# [What you are asked to do]
Extract every line from the items below that contains the string "bird". Matching is case-sensitive.

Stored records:
▶
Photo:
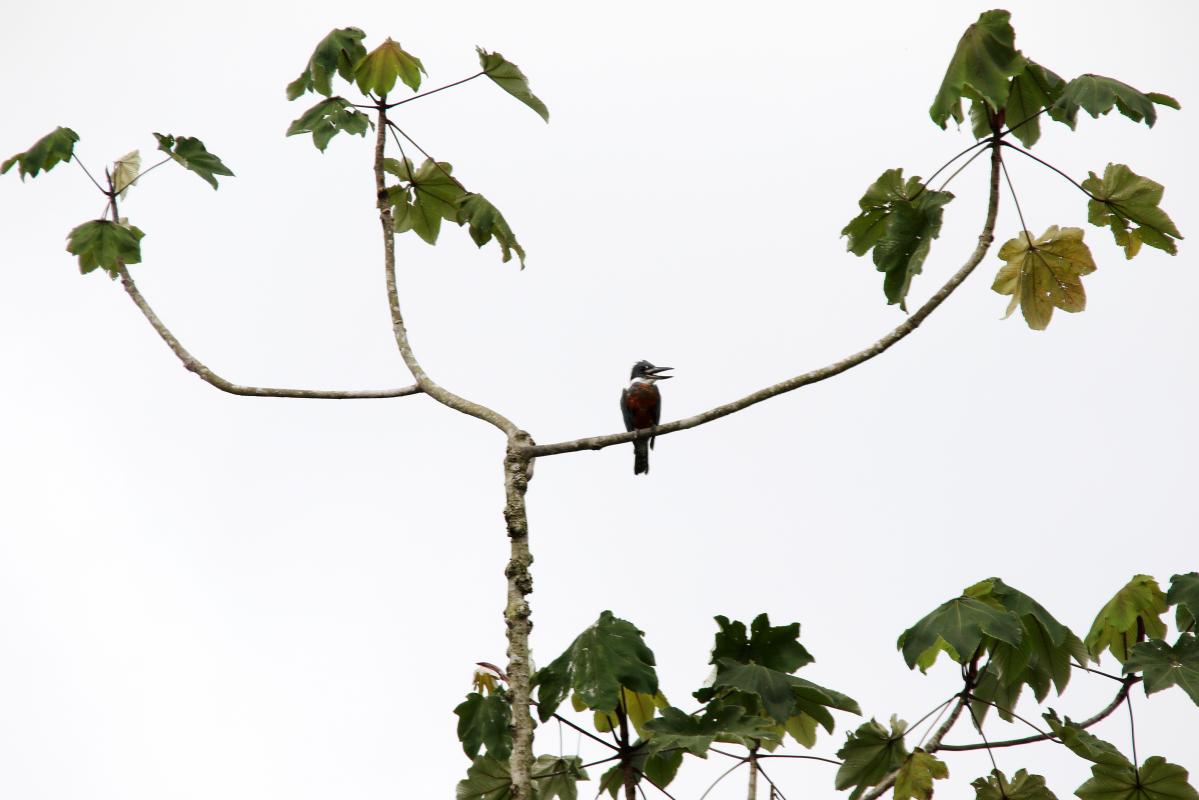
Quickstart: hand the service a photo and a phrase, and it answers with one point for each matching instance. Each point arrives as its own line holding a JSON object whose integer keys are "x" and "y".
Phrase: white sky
{"x": 210, "y": 596}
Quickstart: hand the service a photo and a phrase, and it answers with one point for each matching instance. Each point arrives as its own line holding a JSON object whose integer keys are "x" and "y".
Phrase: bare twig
{"x": 815, "y": 376}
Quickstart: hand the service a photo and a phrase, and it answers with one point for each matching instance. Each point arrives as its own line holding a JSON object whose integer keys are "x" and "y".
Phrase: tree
{"x": 514, "y": 482}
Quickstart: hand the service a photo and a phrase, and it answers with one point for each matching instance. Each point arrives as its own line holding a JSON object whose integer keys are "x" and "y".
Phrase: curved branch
{"x": 194, "y": 365}
{"x": 426, "y": 384}
{"x": 1116, "y": 702}
{"x": 815, "y": 376}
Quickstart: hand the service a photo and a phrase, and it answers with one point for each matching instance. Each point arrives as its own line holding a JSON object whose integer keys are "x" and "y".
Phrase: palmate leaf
{"x": 1098, "y": 95}
{"x": 329, "y": 118}
{"x": 1022, "y": 787}
{"x": 1136, "y": 608}
{"x": 486, "y": 222}
{"x": 1124, "y": 197}
{"x": 483, "y": 722}
{"x": 773, "y": 647}
{"x": 378, "y": 71}
{"x": 336, "y": 54}
{"x": 1164, "y": 666}
{"x": 1185, "y": 594}
{"x": 869, "y": 755}
{"x": 984, "y": 61}
{"x": 963, "y": 624}
{"x": 52, "y": 149}
{"x": 898, "y": 221}
{"x": 106, "y": 245}
{"x": 508, "y": 77}
{"x": 1156, "y": 780}
{"x": 601, "y": 661}
{"x": 916, "y": 776}
{"x": 194, "y": 156}
{"x": 1044, "y": 274}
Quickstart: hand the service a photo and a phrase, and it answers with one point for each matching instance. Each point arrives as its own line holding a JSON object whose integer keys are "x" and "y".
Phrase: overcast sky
{"x": 210, "y": 596}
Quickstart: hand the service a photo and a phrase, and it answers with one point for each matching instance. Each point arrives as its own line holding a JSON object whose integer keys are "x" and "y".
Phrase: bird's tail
{"x": 640, "y": 456}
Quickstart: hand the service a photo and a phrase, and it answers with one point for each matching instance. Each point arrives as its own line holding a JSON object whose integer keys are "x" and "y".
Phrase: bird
{"x": 642, "y": 405}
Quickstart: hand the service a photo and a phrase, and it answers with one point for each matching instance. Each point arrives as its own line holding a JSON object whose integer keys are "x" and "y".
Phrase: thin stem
{"x": 1017, "y": 200}
{"x": 1046, "y": 163}
{"x": 85, "y": 172}
{"x": 433, "y": 91}
{"x": 896, "y": 335}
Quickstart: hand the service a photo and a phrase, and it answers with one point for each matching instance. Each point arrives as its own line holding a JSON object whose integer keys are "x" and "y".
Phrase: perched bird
{"x": 642, "y": 405}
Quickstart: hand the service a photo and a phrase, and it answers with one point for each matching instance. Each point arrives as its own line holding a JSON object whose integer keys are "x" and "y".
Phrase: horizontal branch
{"x": 194, "y": 365}
{"x": 815, "y": 376}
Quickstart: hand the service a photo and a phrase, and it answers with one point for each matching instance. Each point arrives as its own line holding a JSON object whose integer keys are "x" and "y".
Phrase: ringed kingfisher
{"x": 642, "y": 405}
◀
# [Task output]
Phrase: bird's tail
Phrase: bird
Phrase: perched bird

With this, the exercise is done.